Results are reported as “median [interquartile range (IQR)]” and “n (%)” unless specified otherwise. Fisher exact has been used for categorical and Mann-Whitney U for continuous variables. Logistic regression results are displayed as odds ratios (OR) for simple regression or adjusted OR (aOR) for multinomial regression analyses, with their corresponding 95% confidence intervals (CIs), where aORs of the independent variables were plotted as forest plots. Regression was adjusted for prespecified baseline and pathophysiologically plausible covariates identified on univariate analysis, which could influence the following outcomes: age (continuous variable), sex (binary variable), NIHSS on admission (continuous variable, aOR referring to one point increase), diabetes (binary variable), hypertension (binary variable), dyslipidemia (binary variable), smoking (binary variable), IVT usage (binary variable), AF (binary variable), and OAC status (0 = None, 1 = VKA, and 2 = DOAC). The interaction term AF^*IVT was included in the model as well. A sensitivity analysis on the association of INR in patients with VKA, with an admission INR of <1.7, was performed to test for a dose-dependent association of INR with sICH. For this analysis, INR was included in the sICH model. All tests are 2-sided, with a significance level set at α = 0.05. Presented analyses were conducted using R version 4.0.0 (15).

Results

Our final study population included 2,941 patients, 50.6% of women, with a median age of 74 years (IQR 62 – 82). In this analysis, 1,347 (45.8%) patients had comorbid AF. Patients with AF were more likely to be women, older, have higher pre-stroke dependence, higher admission NIHSS, more likely to have OAC prescribed and statin medication, more likely to have diabetes, hypertension, and previous ischemic stroke, and have higher admission glucose and INR values and lower admission platelet count (Supplementary Table 2). Notably, 16.1% of patients had preceding anticoagulation (4.0% DOAC, 12.1% VKA).

§ §

What you will do
[A] Translate this sentence from the stroke study excerpt into Spanish: "All tests are 2-sided, with a significance level set at α = 0.05."
[B] According to the stroke study excerpt, how many patients in the final study population had comorbid AF?

[Records in a dataset]
§ §

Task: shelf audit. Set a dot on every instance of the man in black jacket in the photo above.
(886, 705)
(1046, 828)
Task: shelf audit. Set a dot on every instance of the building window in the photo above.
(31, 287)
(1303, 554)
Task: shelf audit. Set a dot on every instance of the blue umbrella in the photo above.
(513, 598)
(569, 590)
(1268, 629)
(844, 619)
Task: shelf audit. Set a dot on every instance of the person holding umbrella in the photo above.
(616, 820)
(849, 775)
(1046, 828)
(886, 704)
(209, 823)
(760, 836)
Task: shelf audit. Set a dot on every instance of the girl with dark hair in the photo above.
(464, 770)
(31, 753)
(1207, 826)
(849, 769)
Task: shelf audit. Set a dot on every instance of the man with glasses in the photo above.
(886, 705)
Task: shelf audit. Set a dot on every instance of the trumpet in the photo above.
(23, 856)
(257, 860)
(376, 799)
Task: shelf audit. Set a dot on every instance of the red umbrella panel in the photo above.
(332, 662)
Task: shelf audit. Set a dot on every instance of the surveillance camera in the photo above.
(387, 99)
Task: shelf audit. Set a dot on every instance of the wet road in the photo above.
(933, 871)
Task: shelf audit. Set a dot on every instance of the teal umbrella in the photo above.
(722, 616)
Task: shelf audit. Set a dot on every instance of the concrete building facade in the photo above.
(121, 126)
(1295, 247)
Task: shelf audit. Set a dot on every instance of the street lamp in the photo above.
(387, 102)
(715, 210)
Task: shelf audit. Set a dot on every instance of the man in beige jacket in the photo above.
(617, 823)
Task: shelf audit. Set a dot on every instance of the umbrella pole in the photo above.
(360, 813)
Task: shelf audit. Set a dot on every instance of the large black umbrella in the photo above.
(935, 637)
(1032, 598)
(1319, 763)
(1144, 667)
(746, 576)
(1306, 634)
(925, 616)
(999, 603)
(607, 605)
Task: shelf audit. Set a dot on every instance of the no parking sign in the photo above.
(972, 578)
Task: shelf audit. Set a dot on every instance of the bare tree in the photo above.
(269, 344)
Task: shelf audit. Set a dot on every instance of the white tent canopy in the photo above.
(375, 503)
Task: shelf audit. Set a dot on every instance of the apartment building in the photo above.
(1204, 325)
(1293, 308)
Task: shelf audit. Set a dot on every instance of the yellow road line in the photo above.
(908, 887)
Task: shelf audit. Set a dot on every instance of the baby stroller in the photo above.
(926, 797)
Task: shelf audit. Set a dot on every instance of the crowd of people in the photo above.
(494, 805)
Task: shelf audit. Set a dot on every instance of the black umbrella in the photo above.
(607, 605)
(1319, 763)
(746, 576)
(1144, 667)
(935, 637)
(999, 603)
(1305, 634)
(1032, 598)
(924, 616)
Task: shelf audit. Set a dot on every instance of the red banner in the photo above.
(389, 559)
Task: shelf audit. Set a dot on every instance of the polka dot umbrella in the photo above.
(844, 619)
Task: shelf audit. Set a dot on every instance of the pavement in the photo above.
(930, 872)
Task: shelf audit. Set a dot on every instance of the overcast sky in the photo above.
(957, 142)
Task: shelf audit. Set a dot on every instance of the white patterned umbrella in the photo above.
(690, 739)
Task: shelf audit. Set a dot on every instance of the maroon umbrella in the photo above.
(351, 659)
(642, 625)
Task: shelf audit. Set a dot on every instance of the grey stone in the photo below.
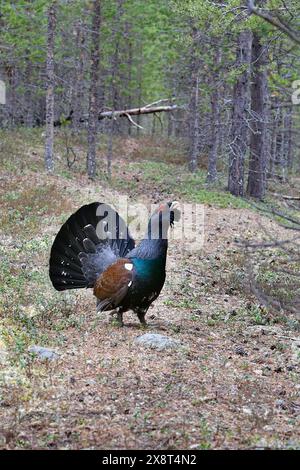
(43, 353)
(156, 341)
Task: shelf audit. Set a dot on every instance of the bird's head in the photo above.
(163, 218)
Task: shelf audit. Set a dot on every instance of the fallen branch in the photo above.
(137, 111)
(274, 21)
(147, 109)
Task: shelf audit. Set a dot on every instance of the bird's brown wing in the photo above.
(112, 285)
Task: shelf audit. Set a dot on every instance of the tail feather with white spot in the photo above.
(84, 247)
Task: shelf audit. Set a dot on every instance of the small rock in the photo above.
(157, 341)
(247, 411)
(281, 404)
(43, 353)
(240, 351)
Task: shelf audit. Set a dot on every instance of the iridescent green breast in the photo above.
(150, 269)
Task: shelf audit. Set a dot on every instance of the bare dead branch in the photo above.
(274, 21)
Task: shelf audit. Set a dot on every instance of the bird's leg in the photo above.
(120, 318)
(141, 317)
(118, 321)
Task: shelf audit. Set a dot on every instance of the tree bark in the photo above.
(258, 140)
(93, 94)
(215, 133)
(49, 164)
(241, 104)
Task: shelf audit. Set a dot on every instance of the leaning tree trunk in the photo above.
(258, 140)
(194, 124)
(93, 95)
(50, 87)
(241, 104)
(215, 133)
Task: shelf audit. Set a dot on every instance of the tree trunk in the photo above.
(215, 133)
(241, 104)
(93, 104)
(50, 87)
(258, 140)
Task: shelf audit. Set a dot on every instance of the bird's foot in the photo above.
(116, 318)
(141, 317)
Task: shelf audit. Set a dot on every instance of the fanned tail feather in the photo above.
(84, 247)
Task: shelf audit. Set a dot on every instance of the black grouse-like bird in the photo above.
(95, 249)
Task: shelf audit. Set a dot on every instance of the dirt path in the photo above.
(233, 383)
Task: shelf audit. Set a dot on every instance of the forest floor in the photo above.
(233, 383)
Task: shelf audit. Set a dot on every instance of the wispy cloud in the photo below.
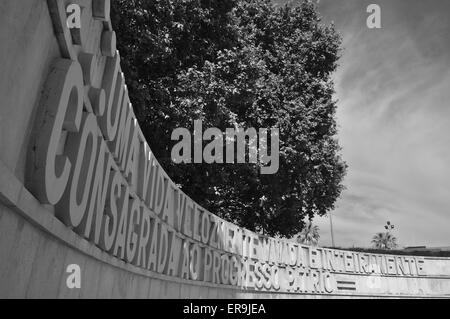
(393, 87)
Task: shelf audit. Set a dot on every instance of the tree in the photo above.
(238, 63)
(309, 235)
(384, 241)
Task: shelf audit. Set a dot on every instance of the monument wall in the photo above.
(80, 186)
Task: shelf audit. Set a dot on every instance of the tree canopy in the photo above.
(240, 63)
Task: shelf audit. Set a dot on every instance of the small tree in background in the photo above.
(309, 235)
(238, 63)
(384, 241)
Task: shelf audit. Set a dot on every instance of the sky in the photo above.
(393, 92)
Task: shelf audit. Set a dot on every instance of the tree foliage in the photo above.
(238, 63)
(309, 235)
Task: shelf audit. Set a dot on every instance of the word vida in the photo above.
(233, 143)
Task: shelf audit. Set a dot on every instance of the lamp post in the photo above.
(332, 234)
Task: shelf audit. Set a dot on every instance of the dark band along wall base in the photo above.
(80, 186)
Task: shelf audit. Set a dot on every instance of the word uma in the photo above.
(213, 152)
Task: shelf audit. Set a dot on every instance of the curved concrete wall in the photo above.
(79, 186)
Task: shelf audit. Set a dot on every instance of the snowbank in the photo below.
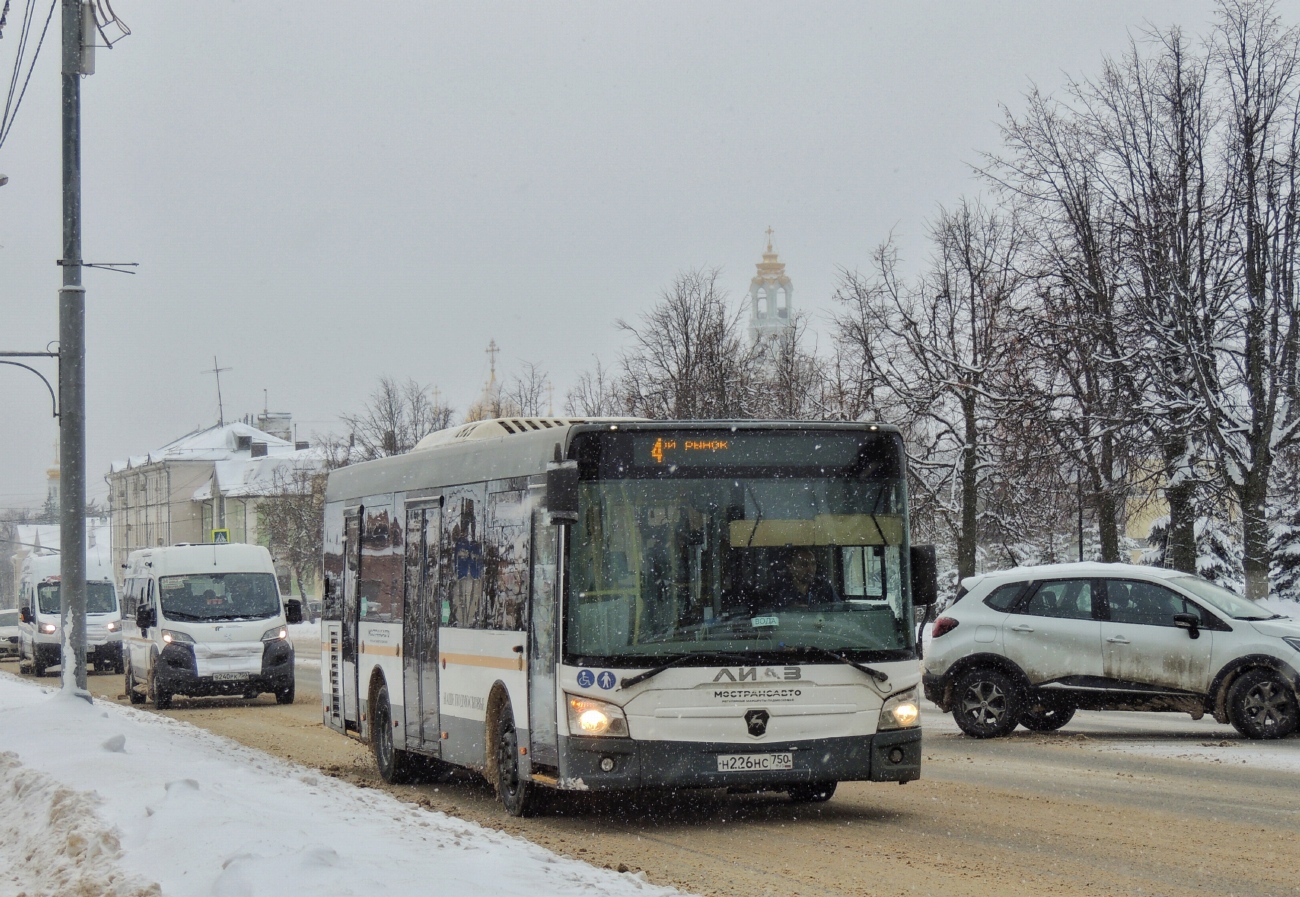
(107, 800)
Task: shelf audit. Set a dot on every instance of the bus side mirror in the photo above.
(562, 492)
(924, 576)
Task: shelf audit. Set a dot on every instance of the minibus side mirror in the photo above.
(562, 492)
(924, 576)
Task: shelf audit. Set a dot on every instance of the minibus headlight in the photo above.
(901, 711)
(596, 718)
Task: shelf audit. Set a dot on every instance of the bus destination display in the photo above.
(705, 449)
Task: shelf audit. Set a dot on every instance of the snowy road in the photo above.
(1147, 804)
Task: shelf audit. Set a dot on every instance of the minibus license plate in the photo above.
(754, 762)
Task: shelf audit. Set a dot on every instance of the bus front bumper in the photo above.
(882, 757)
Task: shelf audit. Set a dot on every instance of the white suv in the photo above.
(1031, 645)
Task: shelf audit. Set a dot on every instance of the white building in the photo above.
(204, 481)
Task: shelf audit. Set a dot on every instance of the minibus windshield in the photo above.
(219, 597)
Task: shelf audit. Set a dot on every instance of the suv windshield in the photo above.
(219, 597)
(100, 598)
(1222, 599)
(775, 563)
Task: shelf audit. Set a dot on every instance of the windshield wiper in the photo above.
(826, 651)
(628, 681)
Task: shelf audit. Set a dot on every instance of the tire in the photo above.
(286, 696)
(161, 697)
(397, 767)
(519, 796)
(1045, 715)
(1261, 705)
(131, 692)
(987, 702)
(818, 792)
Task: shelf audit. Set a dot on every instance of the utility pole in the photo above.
(72, 371)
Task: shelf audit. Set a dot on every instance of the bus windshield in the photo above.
(748, 558)
(219, 597)
(100, 598)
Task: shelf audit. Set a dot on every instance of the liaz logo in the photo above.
(750, 674)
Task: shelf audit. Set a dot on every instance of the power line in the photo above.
(12, 113)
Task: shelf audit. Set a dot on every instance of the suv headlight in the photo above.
(596, 718)
(901, 711)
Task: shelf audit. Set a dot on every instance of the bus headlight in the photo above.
(901, 711)
(596, 718)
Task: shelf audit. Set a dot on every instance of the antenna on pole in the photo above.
(221, 408)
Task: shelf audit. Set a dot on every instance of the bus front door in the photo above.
(421, 615)
(351, 618)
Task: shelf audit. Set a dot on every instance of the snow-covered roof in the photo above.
(216, 443)
(269, 475)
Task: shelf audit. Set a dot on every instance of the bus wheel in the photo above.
(397, 767)
(161, 698)
(516, 793)
(133, 693)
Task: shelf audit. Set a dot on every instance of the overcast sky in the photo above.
(324, 193)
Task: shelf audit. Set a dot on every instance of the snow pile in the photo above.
(204, 817)
(52, 840)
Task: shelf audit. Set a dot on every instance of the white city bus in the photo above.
(612, 605)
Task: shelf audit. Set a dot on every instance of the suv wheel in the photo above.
(1045, 715)
(1261, 705)
(986, 702)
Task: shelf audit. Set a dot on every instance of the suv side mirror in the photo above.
(562, 492)
(924, 576)
(1188, 622)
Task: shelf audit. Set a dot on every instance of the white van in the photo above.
(203, 620)
(39, 637)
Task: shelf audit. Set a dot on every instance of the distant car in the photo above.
(9, 633)
(1032, 645)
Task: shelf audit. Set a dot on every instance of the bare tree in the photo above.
(528, 393)
(395, 417)
(293, 518)
(688, 356)
(939, 352)
(594, 394)
(1248, 373)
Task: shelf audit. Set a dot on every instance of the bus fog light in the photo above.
(901, 711)
(596, 718)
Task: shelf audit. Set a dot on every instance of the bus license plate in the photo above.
(754, 762)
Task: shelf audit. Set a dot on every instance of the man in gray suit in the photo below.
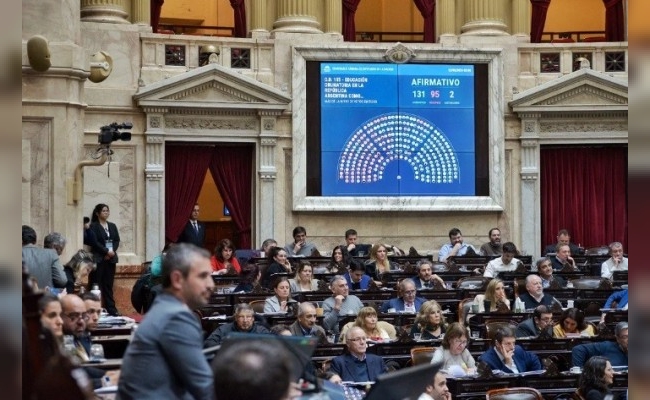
(164, 359)
(42, 264)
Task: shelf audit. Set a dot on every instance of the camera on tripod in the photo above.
(110, 133)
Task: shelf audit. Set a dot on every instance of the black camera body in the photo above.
(110, 133)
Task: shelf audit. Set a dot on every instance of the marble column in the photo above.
(531, 221)
(267, 174)
(112, 11)
(485, 17)
(333, 19)
(141, 14)
(520, 18)
(154, 172)
(296, 16)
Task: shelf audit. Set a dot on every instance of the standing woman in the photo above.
(104, 250)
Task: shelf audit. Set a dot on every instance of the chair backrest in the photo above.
(516, 393)
(422, 355)
(258, 305)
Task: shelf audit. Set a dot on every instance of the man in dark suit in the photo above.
(194, 231)
(357, 365)
(506, 356)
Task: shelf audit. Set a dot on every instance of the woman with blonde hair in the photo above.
(429, 321)
(494, 293)
(378, 331)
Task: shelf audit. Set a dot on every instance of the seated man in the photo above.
(300, 247)
(408, 302)
(615, 263)
(615, 352)
(562, 258)
(545, 271)
(534, 295)
(426, 278)
(506, 263)
(506, 356)
(340, 304)
(542, 321)
(455, 247)
(305, 324)
(357, 365)
(493, 247)
(563, 237)
(244, 321)
(356, 276)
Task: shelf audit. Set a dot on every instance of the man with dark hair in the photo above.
(455, 247)
(251, 370)
(563, 237)
(615, 352)
(300, 247)
(356, 276)
(506, 263)
(244, 322)
(42, 264)
(493, 247)
(508, 357)
(542, 321)
(165, 359)
(194, 231)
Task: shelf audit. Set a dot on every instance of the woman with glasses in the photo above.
(453, 354)
(429, 322)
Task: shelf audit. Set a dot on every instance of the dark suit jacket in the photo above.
(344, 366)
(524, 360)
(189, 235)
(98, 247)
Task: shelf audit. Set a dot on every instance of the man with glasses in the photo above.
(508, 357)
(244, 322)
(408, 302)
(357, 365)
(542, 321)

§ §

Answers to each task
[A] Todas las pruebas son bilaterales, con un nivel de significación establecido en α = 0,05.

[B] 1,347 patients (45.8%) had comorbid AF.